- [THINGS TO DO]
1/ Answer these questions using the AlloyDB Omni high availability document:
(a) Which distributed consensus systems does the document say Patroni can use to coordinate cluster state?
(b) What does HAProxy do with a server that fails a health check?
(c) How many nodes does the Patroni cluster deployed in the guide have?
2/ Write the next part of the AlloyDB Omni high availability document, picking up after its final sentence.

- [TEXT]
>>

High Availability architecture for AlloyDB Omni for PostgreSQL
This document describes an architecture that provides high availability (HA) for AlloyDB Omni for PostgreSQL deployments on Google Cloud using Patroni and HAProxy.
This document is intended for database administrators, cloud architects, and DevOps engineers who want to learn how to increase their AlloyDB Omni data-tier reliability by improving overall system uptime.
Depending on the service level objectives (SLOs) of your system, you might require an architecture that provides a high level of availability. HA architectures provide increased protection against data-tier downtime when compared to single node database setups. If your environment tolerates some amount of downtime, an HA architecture might introduce unnecessary cost and complexity.
This document focuses on setting up an HA solution for AlloyDB Omni using the Patroni, etcd and HAProxy open source tools.
HA with Patroni, etcd and HAProxy
Patroni is an open-source cluster management tool for PostgreSQL databases designed to manage and automate high availability (HA) for PostgreSQL clusters. It uses various distributed consensus systems such as etcd, Consul, or Zookeeper to coordinate and manage the cluster state.
Some key features and components of Patroni include HA with automatic failover, leader election, replication and recovery. Patroni is co-located with PostgreSQL server instances as it directly manages and monitors their health and performs necessary operations such as failovers and replication to maintain database cluster high availability and reliability.
Patroni uses a distributed consensus system to store metadata and manage the cluster. In this guide, we use a distributed configuration store (DCS) called etcd. One of the most common uses of etcd is to store and retrieve distributed systems information such as configuration, health, and current status, ensuring consistent configuration across all nodes.
HAProxy (High Availability Proxy) is an open-source software used for load balancing and proxying TCP and HTTP-based applications, widely used to improve the performance and reliability of web applications by distributing incoming requests across multiple servers.
HAProxy offers load balancing by distributing network traffic across multiple servers. It maintains the health state of the backend servers it connects to by performing health checks. If a server fails a health check, HAProxy stops sending traffic to it until it passes the health checks again.
Installation
In this guide, we deploy a three-node Patroni cluster with AlloyDB Omni and a three-node cluster etcd as the configuration store. In front of the cluster, we use HAProxy in a managed instance group for the floating IP address so that the failover is transparent to clients.

<<

[Excerpts from point annotation data]
>>

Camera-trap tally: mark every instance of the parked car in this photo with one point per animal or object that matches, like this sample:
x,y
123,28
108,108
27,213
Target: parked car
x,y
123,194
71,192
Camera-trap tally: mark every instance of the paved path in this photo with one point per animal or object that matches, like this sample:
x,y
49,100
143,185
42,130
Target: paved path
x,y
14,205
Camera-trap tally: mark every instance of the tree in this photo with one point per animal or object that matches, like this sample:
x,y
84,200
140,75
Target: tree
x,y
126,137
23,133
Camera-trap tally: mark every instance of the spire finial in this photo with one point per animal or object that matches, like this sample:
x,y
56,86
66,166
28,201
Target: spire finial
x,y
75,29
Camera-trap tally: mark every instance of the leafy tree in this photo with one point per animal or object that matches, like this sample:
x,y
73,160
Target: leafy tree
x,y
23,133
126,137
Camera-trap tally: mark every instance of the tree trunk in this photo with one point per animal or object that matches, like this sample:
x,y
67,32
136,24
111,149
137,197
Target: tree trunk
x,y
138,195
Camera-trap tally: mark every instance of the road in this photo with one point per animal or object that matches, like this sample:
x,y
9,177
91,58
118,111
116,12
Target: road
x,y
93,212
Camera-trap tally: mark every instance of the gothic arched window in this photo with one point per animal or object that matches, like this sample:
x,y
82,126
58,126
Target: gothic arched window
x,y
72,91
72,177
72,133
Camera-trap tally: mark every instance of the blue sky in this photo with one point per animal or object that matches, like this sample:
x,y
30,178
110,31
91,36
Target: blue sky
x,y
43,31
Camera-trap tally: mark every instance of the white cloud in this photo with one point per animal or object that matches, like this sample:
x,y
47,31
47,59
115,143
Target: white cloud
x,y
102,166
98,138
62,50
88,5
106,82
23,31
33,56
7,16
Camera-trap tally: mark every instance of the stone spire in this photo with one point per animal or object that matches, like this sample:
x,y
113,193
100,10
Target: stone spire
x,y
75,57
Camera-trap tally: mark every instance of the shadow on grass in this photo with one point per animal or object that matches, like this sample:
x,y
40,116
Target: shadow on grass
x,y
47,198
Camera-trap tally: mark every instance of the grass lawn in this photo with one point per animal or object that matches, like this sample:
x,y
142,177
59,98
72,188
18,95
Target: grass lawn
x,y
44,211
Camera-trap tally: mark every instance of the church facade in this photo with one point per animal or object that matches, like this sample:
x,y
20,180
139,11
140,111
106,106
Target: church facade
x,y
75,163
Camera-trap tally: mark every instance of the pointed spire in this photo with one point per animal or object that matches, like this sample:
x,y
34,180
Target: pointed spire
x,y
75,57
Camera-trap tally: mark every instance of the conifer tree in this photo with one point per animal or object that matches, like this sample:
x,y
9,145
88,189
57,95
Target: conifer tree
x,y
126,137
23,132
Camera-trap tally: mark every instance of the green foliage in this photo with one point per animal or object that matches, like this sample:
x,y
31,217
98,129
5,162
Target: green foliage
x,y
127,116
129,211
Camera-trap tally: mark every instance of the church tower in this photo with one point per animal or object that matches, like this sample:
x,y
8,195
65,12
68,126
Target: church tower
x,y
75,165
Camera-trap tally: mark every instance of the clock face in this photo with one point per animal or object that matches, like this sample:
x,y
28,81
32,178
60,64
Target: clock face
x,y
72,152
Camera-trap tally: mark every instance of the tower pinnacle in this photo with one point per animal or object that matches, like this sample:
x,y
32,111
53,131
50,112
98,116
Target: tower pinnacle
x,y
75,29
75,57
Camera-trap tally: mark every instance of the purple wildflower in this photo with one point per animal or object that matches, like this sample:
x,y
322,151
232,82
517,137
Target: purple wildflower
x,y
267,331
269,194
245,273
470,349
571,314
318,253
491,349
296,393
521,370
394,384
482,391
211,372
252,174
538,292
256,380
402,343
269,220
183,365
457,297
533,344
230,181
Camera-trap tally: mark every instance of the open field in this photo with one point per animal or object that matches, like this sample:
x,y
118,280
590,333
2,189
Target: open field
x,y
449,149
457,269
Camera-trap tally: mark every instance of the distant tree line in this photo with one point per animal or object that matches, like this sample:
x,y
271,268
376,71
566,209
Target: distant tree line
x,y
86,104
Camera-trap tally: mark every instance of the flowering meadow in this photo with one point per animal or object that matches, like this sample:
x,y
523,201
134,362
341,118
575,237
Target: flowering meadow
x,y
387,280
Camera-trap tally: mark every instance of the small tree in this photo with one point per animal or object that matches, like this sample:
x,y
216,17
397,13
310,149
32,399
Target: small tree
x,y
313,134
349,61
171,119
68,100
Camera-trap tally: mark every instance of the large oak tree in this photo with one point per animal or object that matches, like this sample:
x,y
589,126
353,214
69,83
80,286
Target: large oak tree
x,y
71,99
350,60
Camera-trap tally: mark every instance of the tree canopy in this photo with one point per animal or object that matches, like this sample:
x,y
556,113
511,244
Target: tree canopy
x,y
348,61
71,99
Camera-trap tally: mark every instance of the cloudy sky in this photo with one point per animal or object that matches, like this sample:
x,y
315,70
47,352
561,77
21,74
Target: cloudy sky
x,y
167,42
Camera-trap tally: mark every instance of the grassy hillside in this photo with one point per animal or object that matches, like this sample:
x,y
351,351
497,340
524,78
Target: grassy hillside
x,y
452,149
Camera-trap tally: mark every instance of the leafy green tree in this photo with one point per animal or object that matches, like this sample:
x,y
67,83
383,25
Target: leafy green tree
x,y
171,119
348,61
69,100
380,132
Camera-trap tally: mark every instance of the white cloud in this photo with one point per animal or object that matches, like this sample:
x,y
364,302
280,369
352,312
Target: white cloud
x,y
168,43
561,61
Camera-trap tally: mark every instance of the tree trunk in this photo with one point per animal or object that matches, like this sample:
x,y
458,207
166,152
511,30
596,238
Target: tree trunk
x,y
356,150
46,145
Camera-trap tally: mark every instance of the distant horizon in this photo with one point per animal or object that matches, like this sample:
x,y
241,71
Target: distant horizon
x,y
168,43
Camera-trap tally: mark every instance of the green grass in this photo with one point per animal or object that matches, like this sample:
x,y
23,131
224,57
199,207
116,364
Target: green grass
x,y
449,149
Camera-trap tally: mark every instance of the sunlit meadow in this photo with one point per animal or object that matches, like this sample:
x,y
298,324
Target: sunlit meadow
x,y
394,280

<<

- [ANSWERS]
1/
(a) etcd, Consul, or Zookeeper.
(b) It stops sending traffic to that server until it passes the health checks again.
(c) Three nodes.

2/
The initial configuration of the cluster:
The configuration after a zone outage and a failover:
Costs
This tutorial uses billable components of Google Cloud, including:
You can clean up the resources that you created so that they stop using quota and incurring charges by using the terraform destroy command.
Before you begin
-
Make sure that billing is enabled for your Google Cloud project.
-
Open Cloud Shell. A Cloud Shell session opens and displays a command-line prompt. Cloud Shell is a shell environment with the Cloud SDK already installed. It can take a few seconds for the session to initialize.
-
In Cloud Shell, clone the source repository and go to the directory for this tutorial:
In this tutorial, we use psql to interact with the database cluster. The psql client is already installed on the HAProxy node instance.
One alternative is pgAdmin. pgAdmin is a popular,open-source administration and development platform for PostgreSQL that provides a graphical interface which simplifies the process of managing PostgreSQL databases.
Deploy the solution
In Cloud Shell, go to the terraform directory of this tutorial:
Run the Terraform script to create all resources: The Terraform script creates and configures:
- three nodes for your etcd cluster
- three nodes for your Patroni cluster
- one node for HAProxy
You can set values for your project_id, region, zones, and some settings for your Patroni cluster such as cluster name, Postgres superuser, replication usernames, and passwords. Except for the project_id, all other variables have default values, and the passwords for the Postgres superuser and replication user are randomly generated. You can either change default values in the variables.tf file or add the variable values in the terraform command line by using the -var option for each variable:
terraform apply \
-var='region=us-central1' \
-var='zones=["us-central1-a","us-central1-b", "us-central1-c"]'
(Optional) Connection Pooling with PGBouncer
If the number of clients that connect to the database becomes an issue and you have performance issues due to the high number of simultaneous database connections, you might add an additional connection pooling component such as PgBouncer.
PgBouncer is a lightweight connection pooler for PostgreSQL databases. It allows multiple client connections to share a smaller number of PostgreSQL connections. This helps reduce overhead and improve the performance of the database by limiting the number of active database connections.
You can optionally create one more compute engine instance and install PgBouncer on it. It stays between the clients and the HAProxy node. For guidance on how to install PgBouncer, see PgBouncer Installation, Configuration and Use Cases for Better Performance.
Synchronous vs Asynchronous replication
In a Patroni-managed PostgreSQL cluster, replication can be configured in both synchronous and asynchronous modes. By default, Patroni uses asynchronous streaming replication. Although each replication type offers distinct advantages and trade-offs, some business use cases might require synchronous replication.
Asynchronous replication allows transactions to be committed on the primary without waiting for acknowledgments from standbys. The primary sends write-ahead log (WAL) records to standbys, which apply them asynchronously.
This approach reduces write latency and improves performance but comes with the risk of data loss if the primary fails before the standby has caught up. Standbys might be behind the primary, leading to potential inconsistencies during failover.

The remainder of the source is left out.